[START OF PAGE TEXT]

SUBROUTINE PSLATRD( UPLO, N, NB, A, IA, JA, DESCA, D, E, TAU, W,
     $                    IW, JW, DESCW, WORK )
*
*  -- ScaLAPACK auxiliary routine (version 1.7) --
*     University of Tennessee, Knoxville, Oak Ridge National Laboratory,
*     and University of California, Berkeley.
*     May 1, 1997
*
*     .. Scalar Arguments ..
      CHARACTER          UPLO
      INTEGER            IA, IW, JA, JW, N, NB
*     ..
*     .. Array Arguments ..
      INTEGER            DESCA( * ), DESCW( * )
      REAL               A( * ), D( * ), E( * ), TAU( * ), W( * ),
     $                   WORK( * )
*     ..
*
*  Purpose
*  =======
*
*  PSLATRD reduces NB rows and columns of a real symmetric distributed
*  matrix sub( A ) = A(IA:IA+N-1,JA:JA+N-1) to symmetric tridiagonal
*  form by an orthogonal similarity transformation Q' * sub( A ) * Q,
*  and returns the matrices V and W which are needed to apply the
*  transformation to the unreduced part of sub( A ).
*
*  If UPLO = 'U', PSLATRD reduces the last NB rows and columns of a
*  matrix, of which the upper triangle is supplied;
*  if UPLO = 'L', PSLATRD reduces the first NB rows and columns of a
*  matrix, of which the lower triangle is supplied.
*
*  This is an auxiliary routine called by PSSYTRD.
*
*  Notes
*  =====
*
*  Each global data object is described by an associated description
*  vector.  This vector stores the information required to establish
*  the mapping between an object element and its corresponding process
*  and memory location.
*
*  Let A be a generic term for any 2D block cyclicly distributed array.

[END OF PAGE TEXT]

_WORK TO DO_
1. Reproduce the PSLATRD routine header in full, word for word.
2. Return each line of the listing that contains the string "green".
The routine header and the listing are separate pieces of material.

[START OF RECORDS TO USE]

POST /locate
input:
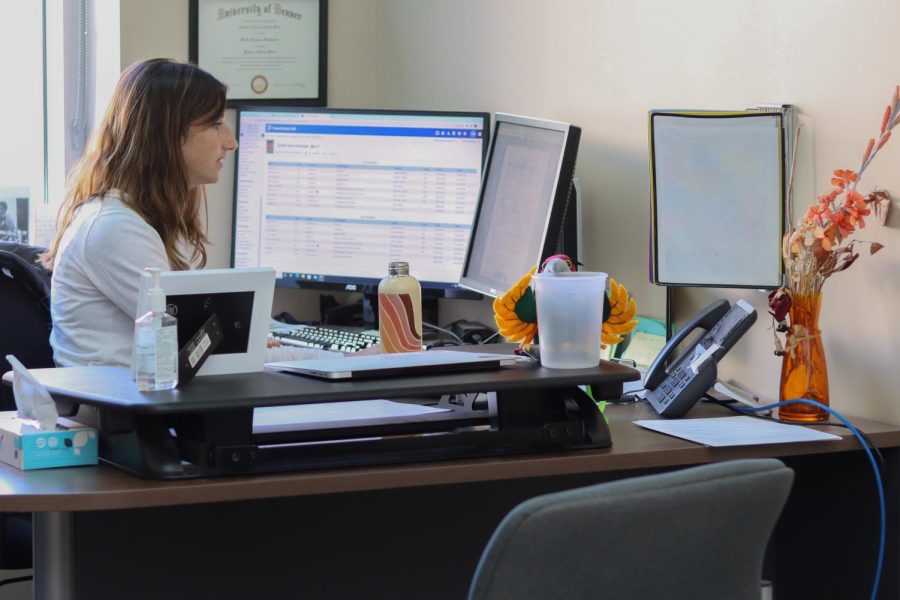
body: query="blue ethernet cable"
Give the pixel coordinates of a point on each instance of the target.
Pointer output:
(878, 482)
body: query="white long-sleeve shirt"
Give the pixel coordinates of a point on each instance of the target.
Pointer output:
(96, 278)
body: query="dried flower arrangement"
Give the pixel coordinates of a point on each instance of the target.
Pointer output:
(821, 243)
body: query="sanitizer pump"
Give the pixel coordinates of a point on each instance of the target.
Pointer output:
(155, 362)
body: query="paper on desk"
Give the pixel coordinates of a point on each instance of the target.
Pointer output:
(329, 415)
(735, 431)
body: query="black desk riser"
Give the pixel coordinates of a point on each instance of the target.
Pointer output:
(206, 429)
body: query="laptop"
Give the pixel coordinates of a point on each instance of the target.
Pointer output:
(399, 364)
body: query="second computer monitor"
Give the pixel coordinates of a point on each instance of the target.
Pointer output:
(329, 197)
(524, 202)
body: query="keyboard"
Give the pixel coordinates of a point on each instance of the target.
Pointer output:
(327, 338)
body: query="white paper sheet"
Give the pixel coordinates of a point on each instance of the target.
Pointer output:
(329, 415)
(735, 431)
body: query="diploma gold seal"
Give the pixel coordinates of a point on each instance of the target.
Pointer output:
(259, 84)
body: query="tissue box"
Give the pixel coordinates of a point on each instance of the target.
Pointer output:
(24, 445)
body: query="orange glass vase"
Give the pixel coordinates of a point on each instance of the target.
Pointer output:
(804, 373)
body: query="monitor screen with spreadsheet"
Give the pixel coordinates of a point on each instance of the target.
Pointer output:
(524, 213)
(328, 197)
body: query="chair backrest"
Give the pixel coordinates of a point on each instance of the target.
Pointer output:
(696, 533)
(25, 315)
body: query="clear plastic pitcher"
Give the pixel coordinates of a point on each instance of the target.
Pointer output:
(570, 318)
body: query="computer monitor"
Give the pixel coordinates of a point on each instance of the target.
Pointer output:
(524, 202)
(240, 298)
(328, 197)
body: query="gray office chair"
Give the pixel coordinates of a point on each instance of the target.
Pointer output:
(692, 534)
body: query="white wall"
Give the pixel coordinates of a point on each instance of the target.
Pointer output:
(603, 64)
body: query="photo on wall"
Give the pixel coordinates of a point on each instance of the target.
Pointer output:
(14, 214)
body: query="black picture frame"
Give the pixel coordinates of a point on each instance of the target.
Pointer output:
(245, 99)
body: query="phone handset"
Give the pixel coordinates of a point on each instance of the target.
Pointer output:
(674, 390)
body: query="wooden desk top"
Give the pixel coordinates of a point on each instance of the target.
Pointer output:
(106, 488)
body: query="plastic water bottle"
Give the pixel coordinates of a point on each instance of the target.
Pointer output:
(400, 310)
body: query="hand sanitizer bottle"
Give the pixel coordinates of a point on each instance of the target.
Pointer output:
(155, 343)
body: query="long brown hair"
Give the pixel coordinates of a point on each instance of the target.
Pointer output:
(137, 150)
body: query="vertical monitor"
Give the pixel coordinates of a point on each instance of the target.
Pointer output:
(523, 201)
(329, 197)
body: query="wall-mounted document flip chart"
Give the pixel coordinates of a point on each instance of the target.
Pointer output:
(717, 194)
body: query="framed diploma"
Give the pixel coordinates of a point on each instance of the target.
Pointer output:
(263, 51)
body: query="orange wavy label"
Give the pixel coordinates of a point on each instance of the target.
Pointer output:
(397, 324)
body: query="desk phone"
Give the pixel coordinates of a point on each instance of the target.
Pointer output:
(673, 390)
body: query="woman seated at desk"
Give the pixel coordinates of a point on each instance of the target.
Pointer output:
(133, 201)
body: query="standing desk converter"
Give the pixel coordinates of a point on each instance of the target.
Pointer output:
(206, 429)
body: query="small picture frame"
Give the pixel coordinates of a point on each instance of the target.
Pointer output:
(265, 52)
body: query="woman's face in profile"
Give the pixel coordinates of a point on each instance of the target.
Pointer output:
(204, 149)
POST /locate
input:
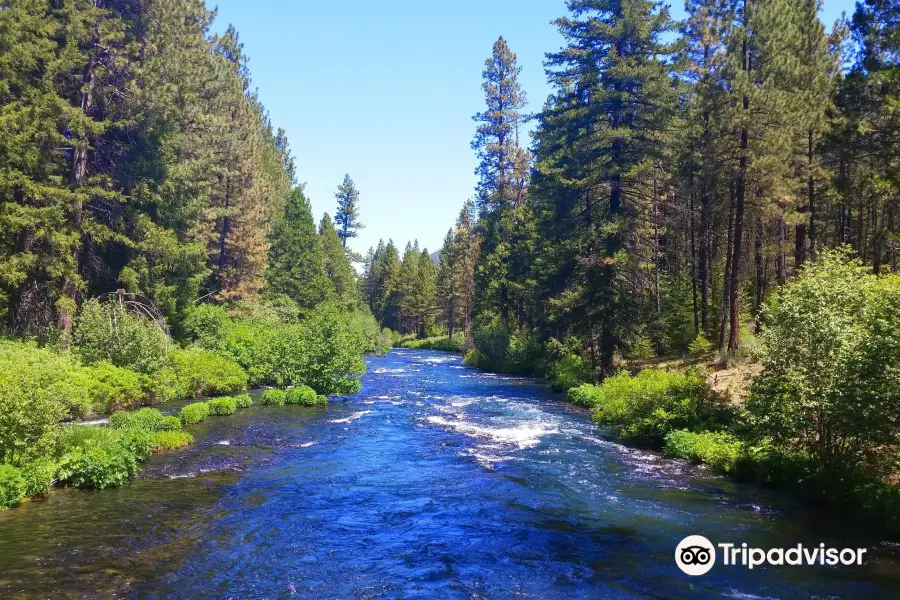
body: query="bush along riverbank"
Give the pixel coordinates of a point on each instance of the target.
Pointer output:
(821, 418)
(120, 364)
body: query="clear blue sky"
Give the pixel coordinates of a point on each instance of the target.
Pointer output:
(385, 91)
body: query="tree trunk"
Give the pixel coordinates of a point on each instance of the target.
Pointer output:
(781, 259)
(67, 301)
(607, 338)
(694, 268)
(811, 193)
(703, 260)
(734, 301)
(760, 271)
(726, 294)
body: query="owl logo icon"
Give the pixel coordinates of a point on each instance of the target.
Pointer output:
(695, 555)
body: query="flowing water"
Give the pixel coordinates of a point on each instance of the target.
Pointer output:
(436, 481)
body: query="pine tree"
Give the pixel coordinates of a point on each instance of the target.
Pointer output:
(425, 291)
(347, 216)
(447, 284)
(337, 265)
(297, 265)
(601, 135)
(502, 173)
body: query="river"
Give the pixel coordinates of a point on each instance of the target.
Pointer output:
(435, 481)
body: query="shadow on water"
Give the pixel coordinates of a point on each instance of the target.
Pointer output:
(436, 481)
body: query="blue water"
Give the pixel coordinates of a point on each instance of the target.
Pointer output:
(436, 481)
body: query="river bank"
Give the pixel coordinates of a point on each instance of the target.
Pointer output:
(436, 479)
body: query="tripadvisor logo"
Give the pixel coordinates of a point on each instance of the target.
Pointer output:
(696, 555)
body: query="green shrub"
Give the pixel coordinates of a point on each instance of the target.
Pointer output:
(301, 394)
(718, 449)
(492, 340)
(139, 442)
(245, 342)
(442, 342)
(385, 341)
(172, 440)
(113, 388)
(641, 348)
(566, 366)
(222, 407)
(74, 436)
(274, 398)
(12, 486)
(585, 394)
(109, 332)
(147, 419)
(207, 324)
(194, 413)
(473, 358)
(323, 351)
(170, 423)
(205, 373)
(97, 466)
(39, 475)
(524, 355)
(830, 386)
(164, 386)
(700, 346)
(36, 392)
(648, 406)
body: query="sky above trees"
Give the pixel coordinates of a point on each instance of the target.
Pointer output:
(386, 93)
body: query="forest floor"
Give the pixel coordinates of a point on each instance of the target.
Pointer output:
(731, 381)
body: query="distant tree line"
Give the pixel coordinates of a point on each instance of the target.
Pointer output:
(135, 154)
(679, 173)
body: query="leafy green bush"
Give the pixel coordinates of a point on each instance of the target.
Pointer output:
(474, 358)
(830, 386)
(524, 355)
(39, 475)
(566, 366)
(109, 332)
(641, 348)
(147, 419)
(37, 390)
(585, 394)
(222, 407)
(492, 340)
(457, 344)
(718, 449)
(12, 486)
(700, 346)
(194, 413)
(301, 394)
(385, 341)
(170, 423)
(244, 342)
(113, 388)
(274, 398)
(205, 373)
(648, 406)
(207, 324)
(97, 466)
(172, 440)
(72, 436)
(164, 386)
(139, 442)
(323, 352)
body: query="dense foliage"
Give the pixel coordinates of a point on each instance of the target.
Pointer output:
(830, 388)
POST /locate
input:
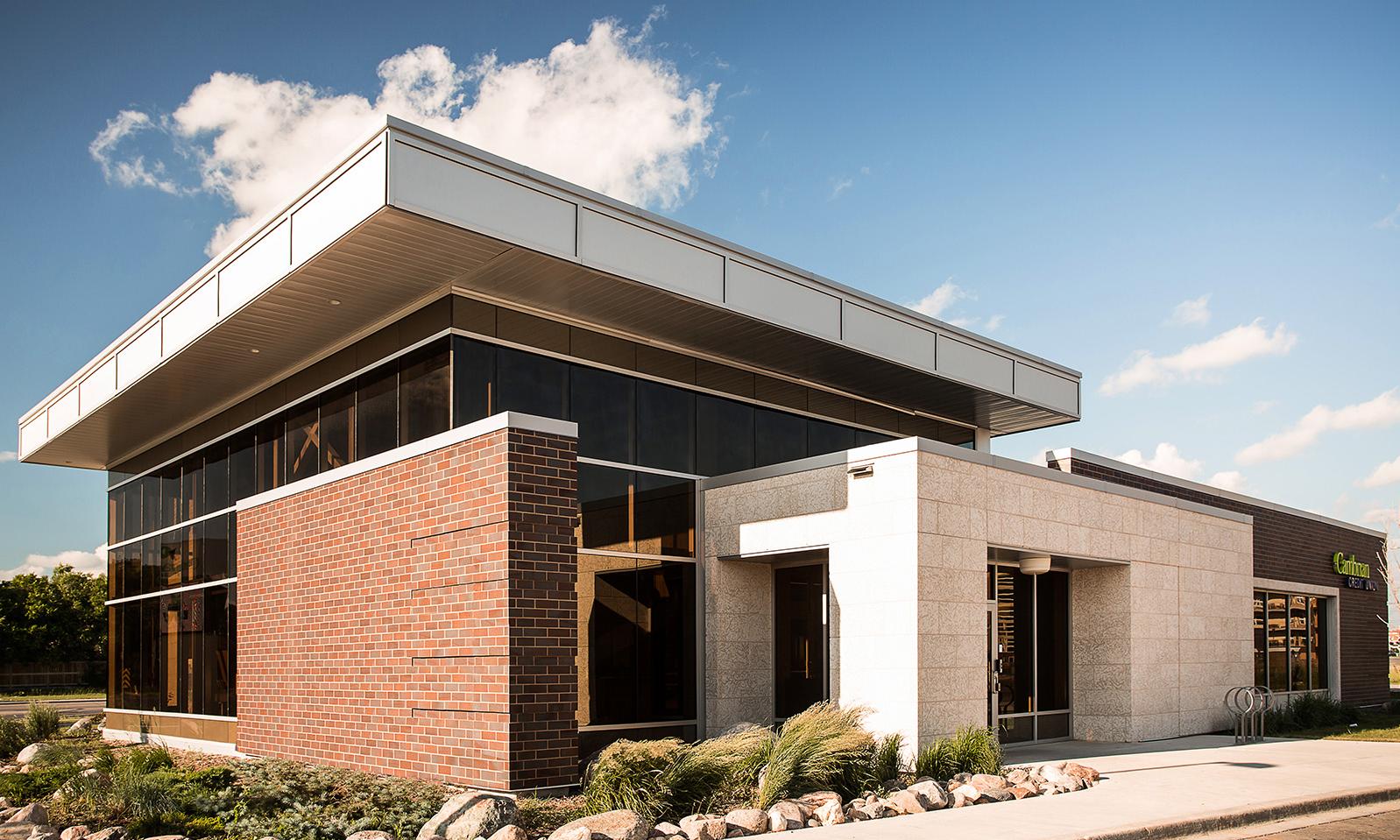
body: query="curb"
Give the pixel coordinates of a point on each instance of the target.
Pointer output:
(1222, 821)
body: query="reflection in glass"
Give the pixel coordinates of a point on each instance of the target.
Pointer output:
(604, 405)
(424, 388)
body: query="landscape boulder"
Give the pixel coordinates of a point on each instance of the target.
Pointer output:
(613, 825)
(510, 832)
(704, 826)
(31, 814)
(751, 821)
(787, 814)
(470, 815)
(931, 793)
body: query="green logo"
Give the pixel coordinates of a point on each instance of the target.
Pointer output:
(1348, 566)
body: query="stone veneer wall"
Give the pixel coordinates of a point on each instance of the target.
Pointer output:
(1158, 636)
(421, 618)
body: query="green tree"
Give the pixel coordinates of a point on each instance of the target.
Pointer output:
(56, 618)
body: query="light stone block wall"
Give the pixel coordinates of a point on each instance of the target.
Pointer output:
(1159, 626)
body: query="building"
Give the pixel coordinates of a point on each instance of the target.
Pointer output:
(452, 469)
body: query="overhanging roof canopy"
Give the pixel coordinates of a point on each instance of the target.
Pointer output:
(411, 215)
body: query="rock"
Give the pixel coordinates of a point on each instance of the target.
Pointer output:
(787, 814)
(704, 826)
(613, 825)
(512, 832)
(31, 814)
(751, 821)
(470, 815)
(80, 725)
(829, 812)
(931, 793)
(908, 802)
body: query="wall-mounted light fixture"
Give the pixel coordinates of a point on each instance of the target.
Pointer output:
(1035, 563)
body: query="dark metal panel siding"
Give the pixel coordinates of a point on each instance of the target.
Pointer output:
(1290, 547)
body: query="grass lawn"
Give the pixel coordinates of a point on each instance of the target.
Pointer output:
(80, 693)
(1375, 725)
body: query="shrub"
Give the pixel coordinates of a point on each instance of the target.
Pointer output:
(971, 749)
(1309, 711)
(42, 721)
(817, 749)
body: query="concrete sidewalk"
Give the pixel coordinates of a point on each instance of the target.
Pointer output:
(1163, 790)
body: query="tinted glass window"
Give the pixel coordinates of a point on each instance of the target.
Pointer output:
(377, 412)
(337, 427)
(424, 388)
(724, 435)
(475, 379)
(302, 441)
(665, 427)
(604, 406)
(604, 500)
(664, 515)
(533, 384)
(824, 437)
(777, 437)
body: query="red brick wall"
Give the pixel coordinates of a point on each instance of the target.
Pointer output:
(419, 619)
(1297, 549)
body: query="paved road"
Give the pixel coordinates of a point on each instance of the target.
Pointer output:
(66, 707)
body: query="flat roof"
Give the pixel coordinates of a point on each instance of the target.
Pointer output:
(407, 215)
(1071, 454)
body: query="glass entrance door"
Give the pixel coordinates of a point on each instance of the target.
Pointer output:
(1029, 654)
(800, 645)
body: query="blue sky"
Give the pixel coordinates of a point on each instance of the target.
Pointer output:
(1065, 177)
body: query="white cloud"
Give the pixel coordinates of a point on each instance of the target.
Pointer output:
(938, 300)
(1165, 460)
(606, 114)
(1193, 313)
(1168, 460)
(1382, 517)
(1376, 413)
(88, 561)
(1229, 479)
(1200, 362)
(132, 170)
(1385, 474)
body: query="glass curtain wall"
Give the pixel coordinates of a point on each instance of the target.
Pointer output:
(173, 577)
(1290, 641)
(1030, 634)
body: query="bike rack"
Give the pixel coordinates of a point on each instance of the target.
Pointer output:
(1249, 704)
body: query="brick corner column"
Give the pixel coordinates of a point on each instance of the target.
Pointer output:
(542, 502)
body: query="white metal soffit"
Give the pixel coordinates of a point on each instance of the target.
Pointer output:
(409, 215)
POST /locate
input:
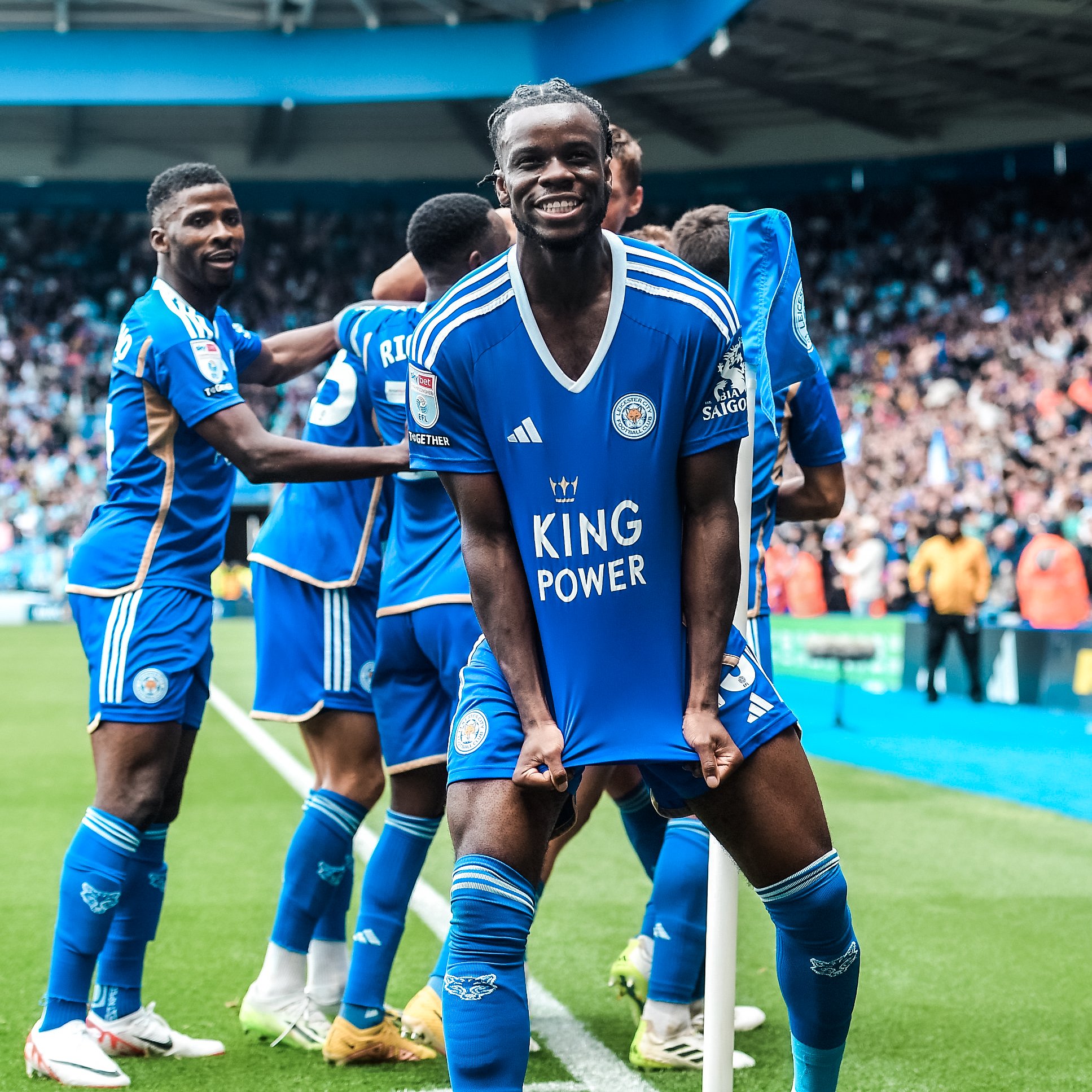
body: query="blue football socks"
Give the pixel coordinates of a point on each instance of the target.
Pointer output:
(818, 967)
(121, 963)
(331, 923)
(385, 899)
(93, 877)
(436, 979)
(644, 826)
(486, 1024)
(319, 857)
(679, 894)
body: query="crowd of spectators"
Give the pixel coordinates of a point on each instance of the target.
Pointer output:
(955, 321)
(956, 324)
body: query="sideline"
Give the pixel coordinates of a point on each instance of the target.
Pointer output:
(595, 1068)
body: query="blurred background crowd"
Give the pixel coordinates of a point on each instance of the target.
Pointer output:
(955, 323)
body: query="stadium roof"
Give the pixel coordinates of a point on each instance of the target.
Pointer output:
(286, 16)
(786, 81)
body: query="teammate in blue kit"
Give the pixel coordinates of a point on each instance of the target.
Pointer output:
(425, 631)
(584, 399)
(140, 593)
(661, 971)
(316, 582)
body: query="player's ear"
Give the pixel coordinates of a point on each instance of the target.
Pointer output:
(159, 238)
(502, 187)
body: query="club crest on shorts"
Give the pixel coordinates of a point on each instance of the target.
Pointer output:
(801, 318)
(150, 686)
(634, 416)
(470, 732)
(422, 400)
(367, 674)
(210, 359)
(470, 988)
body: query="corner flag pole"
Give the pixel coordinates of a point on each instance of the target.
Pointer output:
(723, 907)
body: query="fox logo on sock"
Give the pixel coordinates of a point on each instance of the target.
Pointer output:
(470, 988)
(832, 968)
(99, 902)
(331, 874)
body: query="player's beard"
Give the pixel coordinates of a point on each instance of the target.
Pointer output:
(599, 210)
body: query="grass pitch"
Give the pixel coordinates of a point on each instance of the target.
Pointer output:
(972, 913)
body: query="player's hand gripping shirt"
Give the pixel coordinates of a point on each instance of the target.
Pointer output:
(590, 470)
(330, 534)
(765, 279)
(424, 563)
(168, 493)
(806, 424)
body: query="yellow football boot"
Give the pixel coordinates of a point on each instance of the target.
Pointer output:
(361, 1046)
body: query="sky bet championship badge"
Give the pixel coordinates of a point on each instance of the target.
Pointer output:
(423, 404)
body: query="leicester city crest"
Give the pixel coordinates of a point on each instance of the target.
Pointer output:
(470, 732)
(150, 686)
(424, 406)
(634, 416)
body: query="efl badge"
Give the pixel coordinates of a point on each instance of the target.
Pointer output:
(801, 318)
(423, 403)
(367, 674)
(470, 732)
(150, 686)
(211, 363)
(634, 416)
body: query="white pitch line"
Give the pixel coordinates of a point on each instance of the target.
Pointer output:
(595, 1068)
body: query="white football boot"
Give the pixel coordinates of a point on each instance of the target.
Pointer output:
(295, 1021)
(71, 1056)
(146, 1034)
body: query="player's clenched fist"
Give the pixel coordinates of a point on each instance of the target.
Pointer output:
(542, 747)
(718, 755)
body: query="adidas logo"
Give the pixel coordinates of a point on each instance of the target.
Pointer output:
(759, 707)
(524, 433)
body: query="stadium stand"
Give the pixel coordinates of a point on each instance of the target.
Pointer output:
(955, 320)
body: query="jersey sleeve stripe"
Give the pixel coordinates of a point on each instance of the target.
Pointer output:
(719, 297)
(713, 316)
(464, 317)
(460, 296)
(665, 259)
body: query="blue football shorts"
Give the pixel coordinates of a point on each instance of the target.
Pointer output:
(758, 640)
(316, 648)
(486, 736)
(419, 660)
(149, 655)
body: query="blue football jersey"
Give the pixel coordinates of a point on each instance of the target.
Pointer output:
(424, 562)
(168, 493)
(806, 424)
(590, 471)
(330, 533)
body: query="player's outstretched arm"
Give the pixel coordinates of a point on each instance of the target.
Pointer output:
(710, 591)
(503, 602)
(818, 495)
(238, 436)
(291, 353)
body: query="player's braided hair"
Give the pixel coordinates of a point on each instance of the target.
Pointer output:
(447, 229)
(544, 94)
(184, 176)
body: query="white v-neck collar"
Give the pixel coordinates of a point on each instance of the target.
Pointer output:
(614, 314)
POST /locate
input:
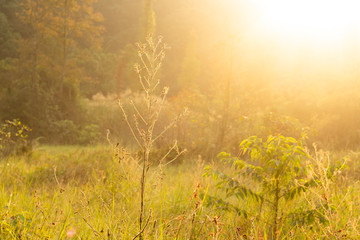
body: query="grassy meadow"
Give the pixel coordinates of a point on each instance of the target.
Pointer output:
(64, 192)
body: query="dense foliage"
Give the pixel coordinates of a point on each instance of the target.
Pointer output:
(61, 60)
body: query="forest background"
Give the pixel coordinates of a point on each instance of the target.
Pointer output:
(64, 64)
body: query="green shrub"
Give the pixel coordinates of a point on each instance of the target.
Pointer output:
(268, 183)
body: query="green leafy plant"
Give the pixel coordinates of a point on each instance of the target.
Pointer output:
(14, 138)
(267, 182)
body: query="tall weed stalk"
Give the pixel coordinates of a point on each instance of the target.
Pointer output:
(144, 120)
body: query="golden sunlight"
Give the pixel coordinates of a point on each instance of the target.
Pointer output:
(326, 21)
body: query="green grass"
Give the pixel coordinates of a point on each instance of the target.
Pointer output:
(63, 188)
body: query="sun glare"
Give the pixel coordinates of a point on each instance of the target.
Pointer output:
(325, 20)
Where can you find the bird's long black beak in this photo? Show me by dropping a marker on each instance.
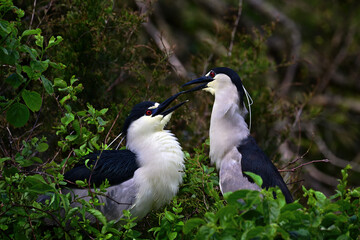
(204, 80)
(161, 108)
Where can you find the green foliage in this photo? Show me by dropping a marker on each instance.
(102, 45)
(24, 64)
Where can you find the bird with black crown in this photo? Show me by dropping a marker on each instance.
(232, 149)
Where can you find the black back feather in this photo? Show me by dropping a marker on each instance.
(115, 165)
(255, 160)
(137, 112)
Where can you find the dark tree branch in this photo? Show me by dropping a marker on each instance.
(269, 10)
(160, 41)
(235, 27)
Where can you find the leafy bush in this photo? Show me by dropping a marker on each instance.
(37, 87)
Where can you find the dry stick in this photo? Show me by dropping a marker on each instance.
(323, 148)
(302, 165)
(321, 177)
(235, 27)
(269, 10)
(63, 169)
(340, 57)
(32, 15)
(46, 11)
(117, 116)
(352, 104)
(160, 41)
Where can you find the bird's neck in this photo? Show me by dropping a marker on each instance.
(162, 166)
(227, 126)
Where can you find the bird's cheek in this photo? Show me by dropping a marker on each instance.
(210, 90)
(166, 119)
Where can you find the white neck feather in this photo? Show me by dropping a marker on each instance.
(162, 166)
(227, 124)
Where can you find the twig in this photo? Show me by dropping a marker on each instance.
(338, 59)
(302, 165)
(46, 11)
(352, 104)
(235, 27)
(63, 169)
(323, 148)
(295, 160)
(321, 177)
(266, 8)
(117, 116)
(161, 42)
(33, 14)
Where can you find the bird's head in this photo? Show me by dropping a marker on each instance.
(147, 117)
(217, 80)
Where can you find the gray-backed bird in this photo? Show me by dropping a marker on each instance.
(143, 177)
(232, 148)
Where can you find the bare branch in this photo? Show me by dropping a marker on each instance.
(117, 116)
(266, 8)
(32, 15)
(161, 42)
(327, 100)
(302, 165)
(321, 177)
(323, 148)
(235, 27)
(340, 57)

[END OF RECORDS TO USE]

_RESPONSES TO THE EXERCISE_
1.
SUBROUTINE PSLATRD( UPLO, N, NB, A, IA, JA, DESCA, D, E, TAU, W,
     $                    IW, JW, DESCW, WORK )
*
*  -- ScaLAPACK auxiliary routine (version 1.7) --
*     University of Tennessee, Knoxville, Oak Ridge National Laboratory,
*     and University of California, Berkeley.
*     May 1, 1997
*
*     .. Scalar Arguments ..
      CHARACTER          UPLO
      INTEGER            IA, IW, JA, JW, N, NB
*     ..
*     .. Array Arguments ..
      INTEGER            DESCA( * ), DESCW( * )
      REAL               A( * ), D( * ), E( * ), TAU( * ), W( * ),
     $                   WORK( * )
*     ..
*
*  Purpose
*  =======
*
*  PSLATRD reduces NB rows and columns of a real symmetric distributed
*  matrix sub( A ) = A(IA:IA+N-1,JA:JA+N-1) to symmetric tridiagonal
*  form by an orthogonal similarity transformation Q' * sub( A ) * Q,
*  and returns the matrices V and W which are needed to apply the
*  transformation to the unreduced part of sub( A ).
*
*  If UPLO = 'U', PSLATRD reduces the last NB rows and columns of a
*  matrix, of which the upper triangle is supplied;
*  if UPLO = 'L', PSLATRD reduces the first NB rows and columns of a
*  matrix, of which the lower triangle is supplied.
*
*  This is an auxiliary routine called by PSSYTRD.
*
*  Notes
*  =====
*
*  Each global data object is described by an associated description
*  vector.  This vector stores the information required to establish
*  the mapping between an object element and its corresponding process
*  and memory location.
*
*  Let A be a generic term for any 2D block cyclicly distributed array.

2.
body: query="green shrub"
body: query="leafy green bush"
body: query="green logo"
body: query="green tree"
body: query="green shrub"
body: query="green leafy plant"
body: query="green grass"
Where can you find the green foliage in this photo? Show me by dropping a marker on each instance.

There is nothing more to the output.